EXTRACT:

──────────

Our Gemara on Amud Aleph discusses an interesting principle regarding the piggul rules. To review, a sacrifice becomes invalid when a part of the service is performed with the intention of eating or offering appropriate sacrificial portions on the altar outside of the prescribed times. However, aside from this invalidating thought, the rest of the sacrifice must be procedurally correct.


This leads to an irony. If one had an intention that causes piggul, but then did not perform the proper sacrificial procedure, though the sacrifice would be forbidden, it would not have the severity of kares if consumed. This leaves the impression that in order to cause a certain level of desecration, a higher spiritual level must be attained. This is similar to the idea that impurity comes from a vacuum of life or spiritual force. Thus, only a functional vessel, food item, developed but dead animal, or living human can hold impurity (see, for example, Mishnayos Keilim ch. 2). A gentile is also limited in how much impurity he can hold as compared to a Jewish person (for example, see Yevamos 61a; Rambam, Laws of Tumas Meis 1:13). There needs to be a sensitivity and awareness to even hold and perceive the effect of impurity. A heroin addict who develops tolerance can be unaffected by a dosage that would flat-out kill another person. (By the way, that is why sometimes an addict who seems to be successful in his recovery, can suddenly die of an overdose. In actuality, after a period of abstention, his body returned from its high tolerance, but the addict does not realize it and takes a lethal dose.) An undeveloped form is not affected by impurity in the same manner as something of higher order and receptivity.

──────────

SOURCE MATERIAL:

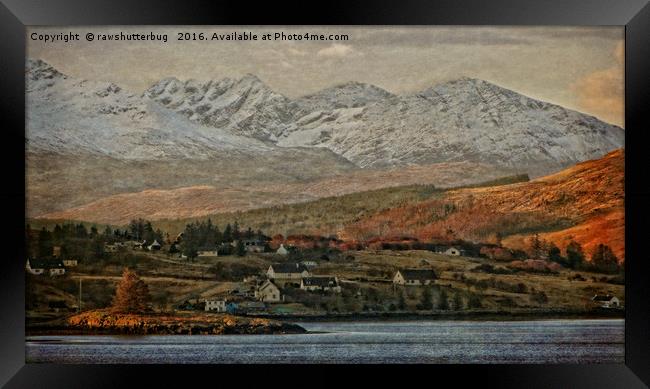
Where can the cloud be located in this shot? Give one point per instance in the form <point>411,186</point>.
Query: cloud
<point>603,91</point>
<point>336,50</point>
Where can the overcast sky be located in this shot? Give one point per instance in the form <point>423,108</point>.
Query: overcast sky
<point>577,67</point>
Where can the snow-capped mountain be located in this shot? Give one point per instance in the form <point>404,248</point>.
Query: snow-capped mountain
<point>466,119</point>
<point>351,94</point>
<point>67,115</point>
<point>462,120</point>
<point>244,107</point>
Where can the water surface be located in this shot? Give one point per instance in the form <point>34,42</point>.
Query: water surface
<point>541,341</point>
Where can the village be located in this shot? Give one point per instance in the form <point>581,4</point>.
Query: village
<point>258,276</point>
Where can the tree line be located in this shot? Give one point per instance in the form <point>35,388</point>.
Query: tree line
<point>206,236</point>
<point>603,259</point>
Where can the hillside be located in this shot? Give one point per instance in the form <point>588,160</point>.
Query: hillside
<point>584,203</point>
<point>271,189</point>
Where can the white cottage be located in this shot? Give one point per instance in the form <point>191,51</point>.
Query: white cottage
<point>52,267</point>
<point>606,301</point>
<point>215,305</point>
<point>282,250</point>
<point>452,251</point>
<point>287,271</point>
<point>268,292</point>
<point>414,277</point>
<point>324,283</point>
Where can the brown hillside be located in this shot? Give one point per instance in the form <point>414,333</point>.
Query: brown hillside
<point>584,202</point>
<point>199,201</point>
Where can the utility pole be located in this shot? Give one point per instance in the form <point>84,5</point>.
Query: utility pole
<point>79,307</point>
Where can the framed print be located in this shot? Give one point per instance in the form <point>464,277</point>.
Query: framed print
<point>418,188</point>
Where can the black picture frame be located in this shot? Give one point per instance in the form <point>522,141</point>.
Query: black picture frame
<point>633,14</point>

──────────

TASKS AND EXERCISES:
**A.** Please transcribe the part of the piggul passage starting at "Our Gemara on" and ending at "be procedurally correct.".
**B.** Answer these questions from the piggul passage:
(i) Aside from the invalidating thought, what must the rest of the sacrifice be?
(ii) Which chapter of Mishnayos Keilim is cited as an example?
(iii) After a period of abstention, what does the addict's body return from?

ANSWERS TO EACH TASK:
**A.**
Our Gemara on Amud Aleph discusses an interesting principle regarding the piggul rules. To review, a sacrifice becomes invalid when a part of the service is performed with the intention of eating or offering appropriate sacrificial portions on the altar outside of the prescribed times. However, aside from this invalidating thought, the rest of the sacrifice must be procedurally correct.

**B.**
(i) Procedurally correct.
(ii) Chapter 2.
(iii) Its high tolerance.